> [Text to read]:

Between Blindness and Seeing

May 23, 2008 at 3:04 pm (Sampurna Chattarji, The Reading Room)



“The blind and the seeing are not equal.”

– Koran, “The Creator,” 19



By the strange powers of suggestion that readers are all too-familiar with, it was this quotation, which prefaces Orhan Pamuk’s My Name Is Red, that made me want to revisit José Saramago’s devastatingly searing Blindness (1995) and its companion piece Seeing (2004).


When an entire unnamed city is struck by an inexplicable “white blindness”, one woman, a doctor’s wife, is the only person who, equally inexplicably, retains her sight. Consequently she turns guide, protector, avenger of and witness to the brutalities that the blind wreak upon the blind. In lesser hands than Saramago’s, the weight of allegory might have effectively crushed and flattened both the narrative and our response to it. In Blindness, however, our responses are sharpened to the point of revulsion and an all-too wounding awareness of how real it all is, how probable – this allegory of a morally unseeing people. As we pass our seeing eyes over the print that tells us the story, we feel, like the doctor’s wife, the dread of witnessing the physical degradation that a blind body succumbs to, the squalor it is reduced to, and the violence it becomes a victim to. The doctor says, “no one’s to blame in an epidemic, everyone’s a victim”, but that quickly becomes a falsity with the blind gun-toting thugs extracting payment in kind – first gold and money, then the bodies of the women in the quarantine wards – in return for food. “Forget sayings”, one of the blind internees says. If, as the saying tells us, “in the country of the blind, the one-eyed man is king”, why is it that the only woman who can see must make a secret of her seeing, must feel guilty for having to do so, and, most hauntingly, must feel the awful responsibility of being blessed – or cursed – with sight? “I am not a queen, no, I am simply the one who was born to see this horror”, she says. “I have no right to look, if the others cannot see me.” To her it seems “contemptible and obscene” to be able to see the furtive couplings in the wards, the pools of urine, the floors slimy with excreta, the signs of a world where each human has lost the right to (and more shockingly, the desire to strive for) his or her dignity. The blind and the seeing are not equal, for the former are helpless and the latter privileged, and out of that divide is born the cruel irony of the human condition.

> [Given problem a]: In the review of Blindness and Seeing, who is the only person in the stricken city who keeps her sight?
The text and the records are unrelated to each other.

> [Task material]:
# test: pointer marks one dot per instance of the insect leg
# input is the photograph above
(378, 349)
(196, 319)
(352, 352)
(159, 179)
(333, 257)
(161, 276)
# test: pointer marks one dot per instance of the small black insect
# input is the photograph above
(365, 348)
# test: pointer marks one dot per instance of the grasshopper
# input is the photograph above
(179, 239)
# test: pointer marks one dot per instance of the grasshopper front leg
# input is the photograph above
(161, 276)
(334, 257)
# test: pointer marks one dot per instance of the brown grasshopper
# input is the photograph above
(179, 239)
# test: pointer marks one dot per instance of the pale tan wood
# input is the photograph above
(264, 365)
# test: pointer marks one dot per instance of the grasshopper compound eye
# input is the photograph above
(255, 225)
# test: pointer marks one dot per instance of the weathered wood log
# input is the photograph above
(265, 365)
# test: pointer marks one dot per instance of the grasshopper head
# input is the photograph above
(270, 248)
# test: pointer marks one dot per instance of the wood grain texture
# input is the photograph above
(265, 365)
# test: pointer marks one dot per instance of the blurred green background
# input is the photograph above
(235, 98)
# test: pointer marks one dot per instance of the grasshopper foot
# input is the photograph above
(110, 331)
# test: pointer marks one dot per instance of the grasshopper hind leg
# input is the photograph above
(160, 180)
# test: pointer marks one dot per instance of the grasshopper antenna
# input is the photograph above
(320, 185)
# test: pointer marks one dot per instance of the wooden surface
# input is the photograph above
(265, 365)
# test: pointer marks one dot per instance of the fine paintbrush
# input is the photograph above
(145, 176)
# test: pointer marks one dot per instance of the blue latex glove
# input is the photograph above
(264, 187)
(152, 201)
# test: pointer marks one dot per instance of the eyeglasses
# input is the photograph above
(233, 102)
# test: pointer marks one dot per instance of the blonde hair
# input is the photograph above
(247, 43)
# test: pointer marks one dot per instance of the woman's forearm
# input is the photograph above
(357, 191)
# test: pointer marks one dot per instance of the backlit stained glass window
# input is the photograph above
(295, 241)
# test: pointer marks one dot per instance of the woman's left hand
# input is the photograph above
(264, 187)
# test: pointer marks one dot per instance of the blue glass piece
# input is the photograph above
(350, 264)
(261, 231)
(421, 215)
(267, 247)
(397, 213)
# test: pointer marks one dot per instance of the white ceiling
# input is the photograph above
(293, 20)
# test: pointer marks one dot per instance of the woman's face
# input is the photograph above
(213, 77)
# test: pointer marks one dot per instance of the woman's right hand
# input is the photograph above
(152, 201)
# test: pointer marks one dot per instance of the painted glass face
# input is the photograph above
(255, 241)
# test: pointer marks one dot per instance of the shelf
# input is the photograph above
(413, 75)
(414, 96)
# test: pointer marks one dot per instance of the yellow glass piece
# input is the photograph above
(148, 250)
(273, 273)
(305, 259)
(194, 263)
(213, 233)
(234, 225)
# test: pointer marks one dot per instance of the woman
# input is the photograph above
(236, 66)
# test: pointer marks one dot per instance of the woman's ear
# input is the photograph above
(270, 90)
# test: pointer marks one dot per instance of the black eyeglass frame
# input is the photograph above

> [Given problem b]: Reproduce the records from the line containing "# test: pointer marks one dot per instance of the fine" through the end of the records, inclusive, adding 73 to every coordinate number in the answers.

> [Correct response a]: A doctor's wife.

> [Correct response b]:
# test: pointer marks one dot per instance of the fine paintbrush
# input is the photograph above
(218, 249)
# test: pointer marks one dot per instance of the blue latex glove
# input is the photograph above
(337, 260)
(225, 274)
# test: pointer marks one dot per instance of the eyeglasses
# input is the photograph above
(306, 175)
# test: pointer marks one dot per instance of the blonde hair
# input is the photograph above
(320, 116)
# test: pointer marks one dot per instance of the woman's forearm
# input is the photograph above
(430, 264)
# test: pointer marks one dot per instance of the backlit stained glass window
# input is the photograph above
(368, 314)
# test: pointer marks one dot per instance of the woman's left hand
# input is the photograph above
(337, 260)
# test: pointer marks one dot per instance of the blue glass piece
# input is the photograph above
(423, 337)
(334, 304)
(494, 288)
(340, 320)
(470, 286)
# test: pointer marks one dot per instance of the white ceiling
# input is the photograph above
(366, 93)
# test: pointer marks one dot per instance of the woman's face
# input is the photograph above
(286, 150)
# test: pointer marks one dot per instance of the woman's right hand
# input is the photograph above
(225, 274)
# test: pointer marks one dot per instance of the painted glass face
# input is the photograph above
(328, 314)
# test: pointer marks one dot per instance of the shelf
# input is the photograph above
(486, 148)
(487, 169)
# test: pointer marks one dot per instance of the yellow glass piece
# input is the photograph above
(221, 323)
(346, 346)
(378, 332)
(267, 336)
(286, 306)
(307, 298)
# test: pointer marks one dot per instance of the woman
# input is the photograph above
(309, 139)
# test: pointer marks one dot per instance of the woman's ear
# input is the photograph above
(343, 163)
# test: pointer marks one dot per instance of the black eyeglass frame
# input is the photograph above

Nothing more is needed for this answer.